[Document text]
I like this style of post and would love to see more of it on the forum. An interesting reanalysis.
I agree that this study is not remotely closing the book on whether educational interventions should be prioritized. Not least because even a significant effect on wages wouldn’t rule out the possibility of negative spillovers—control students lose out because of labor market competition—which would of course matter a lot for policy implications.
I know it’s very ancillary to the post, but I’m not a fan of the last paragraph. The findings of natural experiments are less robust because the world is a random place. Tons of important policies can’t be studied through RCTs, and it feels wrong to have an outlook that throws out the signal from natural experiments just because there’s more noise relative to RCTs. RCTs have their own problems, too—for example, an education scholarship RCT could give us clean estimates of the returns to education but it wouldn’t be able to tell us the effects of a large-scale educational policy like Inpres, which will have problems of scaling, a different population, etc.

[To do]
[A] In the forum reply, rewrite the paragraph beginning "I know it's very ancillary to the post" as a shorter bulleted list that keeps its main points.
[B] Quote the forum reply word for word, starting at the words "I agree that" and stopping after "for policy implications.".

[Record list]

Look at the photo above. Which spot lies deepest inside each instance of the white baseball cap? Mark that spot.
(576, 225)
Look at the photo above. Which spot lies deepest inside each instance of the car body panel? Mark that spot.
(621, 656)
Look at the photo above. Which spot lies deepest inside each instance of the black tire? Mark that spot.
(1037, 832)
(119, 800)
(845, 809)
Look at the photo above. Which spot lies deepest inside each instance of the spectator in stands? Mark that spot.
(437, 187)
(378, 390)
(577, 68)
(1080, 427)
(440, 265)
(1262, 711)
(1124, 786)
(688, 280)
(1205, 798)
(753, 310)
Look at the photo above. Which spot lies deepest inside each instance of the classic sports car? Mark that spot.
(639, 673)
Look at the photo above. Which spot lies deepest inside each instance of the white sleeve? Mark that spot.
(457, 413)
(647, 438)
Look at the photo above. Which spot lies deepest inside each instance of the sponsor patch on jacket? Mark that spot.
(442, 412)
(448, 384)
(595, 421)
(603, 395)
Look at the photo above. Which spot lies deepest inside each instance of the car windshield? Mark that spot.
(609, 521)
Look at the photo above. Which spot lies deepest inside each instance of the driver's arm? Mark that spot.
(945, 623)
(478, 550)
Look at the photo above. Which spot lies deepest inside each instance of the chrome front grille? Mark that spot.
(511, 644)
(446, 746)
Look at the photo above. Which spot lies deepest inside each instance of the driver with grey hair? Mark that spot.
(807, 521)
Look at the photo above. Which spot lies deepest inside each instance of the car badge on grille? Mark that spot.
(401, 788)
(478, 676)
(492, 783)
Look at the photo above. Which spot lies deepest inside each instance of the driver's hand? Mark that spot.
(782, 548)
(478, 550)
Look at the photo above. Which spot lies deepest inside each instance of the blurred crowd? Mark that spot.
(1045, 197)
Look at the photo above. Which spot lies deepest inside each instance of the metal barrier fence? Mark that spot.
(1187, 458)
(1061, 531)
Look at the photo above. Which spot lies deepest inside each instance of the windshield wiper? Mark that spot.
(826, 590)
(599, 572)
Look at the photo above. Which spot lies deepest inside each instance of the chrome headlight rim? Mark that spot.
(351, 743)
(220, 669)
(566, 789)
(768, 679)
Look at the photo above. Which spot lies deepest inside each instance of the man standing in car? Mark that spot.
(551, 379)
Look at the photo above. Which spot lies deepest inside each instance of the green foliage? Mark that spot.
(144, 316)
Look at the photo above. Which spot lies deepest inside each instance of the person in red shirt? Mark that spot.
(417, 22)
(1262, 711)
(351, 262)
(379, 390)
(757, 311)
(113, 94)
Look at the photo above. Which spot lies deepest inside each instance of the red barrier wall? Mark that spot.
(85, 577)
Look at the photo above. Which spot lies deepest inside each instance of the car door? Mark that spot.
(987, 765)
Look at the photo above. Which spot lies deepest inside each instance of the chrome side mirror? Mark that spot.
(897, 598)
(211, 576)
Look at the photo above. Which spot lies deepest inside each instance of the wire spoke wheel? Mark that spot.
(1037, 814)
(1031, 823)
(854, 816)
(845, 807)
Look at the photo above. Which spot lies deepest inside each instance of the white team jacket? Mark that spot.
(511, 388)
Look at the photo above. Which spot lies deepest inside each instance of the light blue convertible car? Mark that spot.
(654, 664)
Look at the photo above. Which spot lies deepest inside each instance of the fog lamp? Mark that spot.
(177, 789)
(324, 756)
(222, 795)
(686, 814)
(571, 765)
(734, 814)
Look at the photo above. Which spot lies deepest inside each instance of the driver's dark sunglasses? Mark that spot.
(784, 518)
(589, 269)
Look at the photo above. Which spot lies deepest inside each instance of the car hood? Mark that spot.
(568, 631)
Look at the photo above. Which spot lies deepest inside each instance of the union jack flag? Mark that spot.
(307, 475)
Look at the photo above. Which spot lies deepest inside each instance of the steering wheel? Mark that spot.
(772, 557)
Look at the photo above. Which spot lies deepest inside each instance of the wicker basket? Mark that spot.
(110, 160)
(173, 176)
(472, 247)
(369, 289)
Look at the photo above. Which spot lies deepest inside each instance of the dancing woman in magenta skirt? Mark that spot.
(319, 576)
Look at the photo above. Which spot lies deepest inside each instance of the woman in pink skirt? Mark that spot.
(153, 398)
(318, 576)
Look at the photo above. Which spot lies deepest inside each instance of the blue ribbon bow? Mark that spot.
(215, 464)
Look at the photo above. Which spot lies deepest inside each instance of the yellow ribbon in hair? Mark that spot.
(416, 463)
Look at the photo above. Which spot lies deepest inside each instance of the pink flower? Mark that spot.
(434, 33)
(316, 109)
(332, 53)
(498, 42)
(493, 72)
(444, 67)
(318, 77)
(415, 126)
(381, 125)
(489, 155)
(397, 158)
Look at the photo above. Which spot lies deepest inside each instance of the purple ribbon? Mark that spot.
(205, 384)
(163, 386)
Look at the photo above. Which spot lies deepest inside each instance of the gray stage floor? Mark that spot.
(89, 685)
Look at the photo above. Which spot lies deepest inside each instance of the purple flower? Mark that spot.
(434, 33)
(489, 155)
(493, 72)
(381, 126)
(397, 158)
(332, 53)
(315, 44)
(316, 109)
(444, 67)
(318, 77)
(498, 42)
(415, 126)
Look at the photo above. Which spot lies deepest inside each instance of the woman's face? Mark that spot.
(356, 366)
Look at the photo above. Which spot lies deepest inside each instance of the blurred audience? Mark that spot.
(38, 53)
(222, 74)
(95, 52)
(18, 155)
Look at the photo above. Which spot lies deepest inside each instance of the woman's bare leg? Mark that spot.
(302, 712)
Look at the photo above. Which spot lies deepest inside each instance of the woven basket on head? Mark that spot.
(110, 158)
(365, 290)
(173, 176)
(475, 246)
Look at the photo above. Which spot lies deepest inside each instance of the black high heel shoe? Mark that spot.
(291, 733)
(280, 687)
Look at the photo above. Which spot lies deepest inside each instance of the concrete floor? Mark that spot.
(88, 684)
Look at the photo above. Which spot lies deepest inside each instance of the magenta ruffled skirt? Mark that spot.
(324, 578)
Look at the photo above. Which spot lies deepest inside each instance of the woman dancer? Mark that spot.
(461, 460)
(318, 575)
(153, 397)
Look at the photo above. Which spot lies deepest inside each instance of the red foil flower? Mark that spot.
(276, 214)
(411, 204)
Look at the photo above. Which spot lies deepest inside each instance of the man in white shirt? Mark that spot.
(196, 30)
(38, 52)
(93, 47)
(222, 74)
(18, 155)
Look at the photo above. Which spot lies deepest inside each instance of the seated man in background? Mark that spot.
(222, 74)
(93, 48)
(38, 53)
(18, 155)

[Results in order]
[A]
- The writer dislikes the post's last paragraph, though it is minor to the post.
- Natural-experiment findings are less robust because the world is a random place.
- Many important policies can't be studied through RCTs, so discarding the signal from natural experiments because they carry more noise than RCTs feels wrong.
- RCTs have their own problems. An education scholarship RCT could give clean estimates of the returns to education, but it couldn't show the effects of a large-scale policy like Inpres, which faces problems of scaling, a different population, and so on.

[B]
I agree that this study is not remotely closing the book on whether educational interventions should be prioritized. Not least because even a significant effect on wages wouldn’t rule out the possibility of negative spillovers—control students lose out because of labor market competition—which would of course matter a lot for policy implications.